- [Exercise text]:

• • • • •

Teeztmann et al. conducted a randomised controlled study where 164 patients received either autologous salvaged blood collected using the Sangvia™ Blood Salvage System or allogeneic red cell concentrates if transfusion was indicated according to clinical judgment (there were not predefined transfusion criteria).

No statistically significant difference in postoperative infection rate (primary outcome variable) was observed between the two groups (2.7% vs. 3.4%, P = NS), but the study was clearly not powered to detect such a difference. Using data from more than 12,000 patients assessed in the Phase III rivaroxaban (RECORD) studies, Friedman et al. found that the rate of any infection was 9.9% in patients receiving allogeneic blood transfusion and 7.9% in patients not receiving allogeneic blood transfusion with or without autologous blood transfusion (P = 0.003) [1]. Using these infection rates, the inclusion of at least 3000 patients per study harm would have been needed to detect a difference of at least 20% between groups.

As for the secondary endpoints of the study, the authors noted that the observed increase in C-reactive protein concentrations (close to statistical significance) indicate that autologous blood transfusions stimulate the patient’s immune system. The reversion of post-traumatic immune suppression following total knee arthroplasty by reinfusion of ACD-anticoagulated postoperative shed blood was recently demonstrated by Islam et al., who measured an extensive set of biomarkers of sterile trauma including haematological values, damage-associated molecular patterns (DAMPs), cytokines and chemokines [2]. However, the authors suggested that over 1000 patients would be needed to demonstrate a reduction in postoperative infections [2].

Teeztmann et al. also found that transfusion of autologous blood did not reduce the use of allogeneic red cell concentrates ‒ a finding that is in line with previous observations by Thomassen et al. [3] and Horstmann et al. [4, 5]. However, transfusion rates in the study by Teeztmann et al. were higher, most probably due to the lack of optimisation of preoperative haemoglobin in those presenting with low levels (range, 9 to 17 g/dL) and a liberal transfusion policy (transfusion index: ~2.5 U/transfused patient). As in previous studies, the autologous blood collection technique appears to be safe.

• • • • •

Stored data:
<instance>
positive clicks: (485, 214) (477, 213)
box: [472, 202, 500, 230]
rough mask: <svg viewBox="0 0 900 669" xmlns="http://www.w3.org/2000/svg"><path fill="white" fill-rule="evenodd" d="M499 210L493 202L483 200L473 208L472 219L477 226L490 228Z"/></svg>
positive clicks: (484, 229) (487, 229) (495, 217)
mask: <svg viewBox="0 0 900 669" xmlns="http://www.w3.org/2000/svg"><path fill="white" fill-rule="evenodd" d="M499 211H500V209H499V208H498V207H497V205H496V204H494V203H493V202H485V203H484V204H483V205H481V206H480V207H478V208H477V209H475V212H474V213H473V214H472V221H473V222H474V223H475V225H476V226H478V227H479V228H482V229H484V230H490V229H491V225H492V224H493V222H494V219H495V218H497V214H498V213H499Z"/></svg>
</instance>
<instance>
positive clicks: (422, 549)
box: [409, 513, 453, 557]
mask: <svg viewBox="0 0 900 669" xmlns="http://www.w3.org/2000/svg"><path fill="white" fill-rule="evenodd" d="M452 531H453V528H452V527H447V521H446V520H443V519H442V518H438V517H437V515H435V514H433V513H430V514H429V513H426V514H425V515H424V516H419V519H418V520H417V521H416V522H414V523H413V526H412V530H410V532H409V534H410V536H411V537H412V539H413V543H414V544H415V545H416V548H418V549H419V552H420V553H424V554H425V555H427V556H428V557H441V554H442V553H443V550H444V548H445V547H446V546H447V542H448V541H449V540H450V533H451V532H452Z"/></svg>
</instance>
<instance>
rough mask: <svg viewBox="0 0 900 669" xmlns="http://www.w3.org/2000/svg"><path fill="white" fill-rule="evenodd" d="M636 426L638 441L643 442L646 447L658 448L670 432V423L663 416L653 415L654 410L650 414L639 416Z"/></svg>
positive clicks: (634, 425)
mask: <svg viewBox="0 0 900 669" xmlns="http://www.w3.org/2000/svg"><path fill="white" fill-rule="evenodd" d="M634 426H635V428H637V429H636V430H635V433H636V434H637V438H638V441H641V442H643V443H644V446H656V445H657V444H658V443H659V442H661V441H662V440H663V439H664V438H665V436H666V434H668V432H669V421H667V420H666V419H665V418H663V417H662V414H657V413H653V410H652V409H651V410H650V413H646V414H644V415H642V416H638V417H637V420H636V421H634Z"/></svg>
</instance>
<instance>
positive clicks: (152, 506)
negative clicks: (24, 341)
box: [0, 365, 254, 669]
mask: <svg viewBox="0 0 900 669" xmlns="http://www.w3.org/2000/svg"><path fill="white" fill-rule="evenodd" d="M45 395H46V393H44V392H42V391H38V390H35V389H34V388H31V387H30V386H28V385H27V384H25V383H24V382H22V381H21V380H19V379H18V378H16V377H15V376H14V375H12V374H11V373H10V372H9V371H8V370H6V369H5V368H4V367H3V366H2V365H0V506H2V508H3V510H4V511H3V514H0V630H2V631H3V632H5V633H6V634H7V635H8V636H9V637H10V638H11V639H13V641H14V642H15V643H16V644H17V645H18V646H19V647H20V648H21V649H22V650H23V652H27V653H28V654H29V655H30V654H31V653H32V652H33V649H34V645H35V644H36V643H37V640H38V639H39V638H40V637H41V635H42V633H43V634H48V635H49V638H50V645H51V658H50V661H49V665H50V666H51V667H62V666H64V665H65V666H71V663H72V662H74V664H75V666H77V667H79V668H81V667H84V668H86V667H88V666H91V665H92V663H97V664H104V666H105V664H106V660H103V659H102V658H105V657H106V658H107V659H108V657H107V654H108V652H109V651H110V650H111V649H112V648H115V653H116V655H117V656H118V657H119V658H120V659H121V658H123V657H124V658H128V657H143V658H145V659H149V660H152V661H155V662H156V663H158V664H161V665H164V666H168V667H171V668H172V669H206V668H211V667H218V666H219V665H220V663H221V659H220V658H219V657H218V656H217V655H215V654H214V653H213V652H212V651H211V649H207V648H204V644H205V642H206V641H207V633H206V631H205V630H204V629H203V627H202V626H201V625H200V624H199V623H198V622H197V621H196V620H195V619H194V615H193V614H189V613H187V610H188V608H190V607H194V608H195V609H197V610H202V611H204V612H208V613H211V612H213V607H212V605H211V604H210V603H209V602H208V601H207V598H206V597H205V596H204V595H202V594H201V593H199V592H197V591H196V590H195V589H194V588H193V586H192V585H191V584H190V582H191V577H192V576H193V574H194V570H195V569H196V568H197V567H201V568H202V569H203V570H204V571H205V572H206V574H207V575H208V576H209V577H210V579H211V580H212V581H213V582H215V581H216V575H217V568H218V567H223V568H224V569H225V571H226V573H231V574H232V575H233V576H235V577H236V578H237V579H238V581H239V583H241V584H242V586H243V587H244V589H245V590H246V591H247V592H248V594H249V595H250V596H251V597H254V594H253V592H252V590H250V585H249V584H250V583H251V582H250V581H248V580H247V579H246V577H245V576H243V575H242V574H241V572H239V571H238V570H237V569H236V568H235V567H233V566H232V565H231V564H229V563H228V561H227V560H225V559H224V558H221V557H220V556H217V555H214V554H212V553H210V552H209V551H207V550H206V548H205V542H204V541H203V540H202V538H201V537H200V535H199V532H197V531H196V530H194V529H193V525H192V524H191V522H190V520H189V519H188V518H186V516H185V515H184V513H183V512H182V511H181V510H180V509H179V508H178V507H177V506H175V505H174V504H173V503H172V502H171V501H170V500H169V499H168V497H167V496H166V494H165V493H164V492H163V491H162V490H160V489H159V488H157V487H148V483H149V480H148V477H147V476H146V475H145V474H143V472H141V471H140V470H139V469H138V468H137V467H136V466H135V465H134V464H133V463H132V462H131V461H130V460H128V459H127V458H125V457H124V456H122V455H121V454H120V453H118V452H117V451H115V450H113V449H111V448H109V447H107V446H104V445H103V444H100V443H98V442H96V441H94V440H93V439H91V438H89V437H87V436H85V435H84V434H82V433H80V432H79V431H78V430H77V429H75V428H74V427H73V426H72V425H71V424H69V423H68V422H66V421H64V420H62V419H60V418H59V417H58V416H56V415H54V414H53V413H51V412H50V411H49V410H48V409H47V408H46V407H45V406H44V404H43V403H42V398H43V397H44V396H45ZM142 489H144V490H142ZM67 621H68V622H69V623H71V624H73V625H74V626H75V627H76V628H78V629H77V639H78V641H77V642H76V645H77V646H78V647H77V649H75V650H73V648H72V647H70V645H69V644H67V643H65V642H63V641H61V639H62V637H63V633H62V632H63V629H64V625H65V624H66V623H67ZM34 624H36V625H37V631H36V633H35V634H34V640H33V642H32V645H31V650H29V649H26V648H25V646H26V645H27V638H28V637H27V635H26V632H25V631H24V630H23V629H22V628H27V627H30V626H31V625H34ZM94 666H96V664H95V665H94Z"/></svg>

• • • • •

- [Your task]: Repeat the passage on autologous blood transfusion word for word, starting with "No statistically significant" and going on through "20% between groups.".

- [Reply to the exercise]:
No statistically significant difference in postoperative infection rate (primary outcome variable) was observed between the two groups (2.7% vs. 3.4%, P = NS), but the study was clearly not powered to detect such a difference. Using data from more than 12,000 patients assessed in the Phase III rivaroxaban (RECORD) studies, Friedman et al. found that the rate of any infection was 9.9% in patients receiving allogeneic blood transfusion and 7.9% in patients not receiving allogeneic blood transfusion with or without autologous blood transfusion (P = 0.003) [1]. Using these infection rates, the inclusion of at least 3000 patients per study harm would have been needed to detect a difference of at least 20% between groups.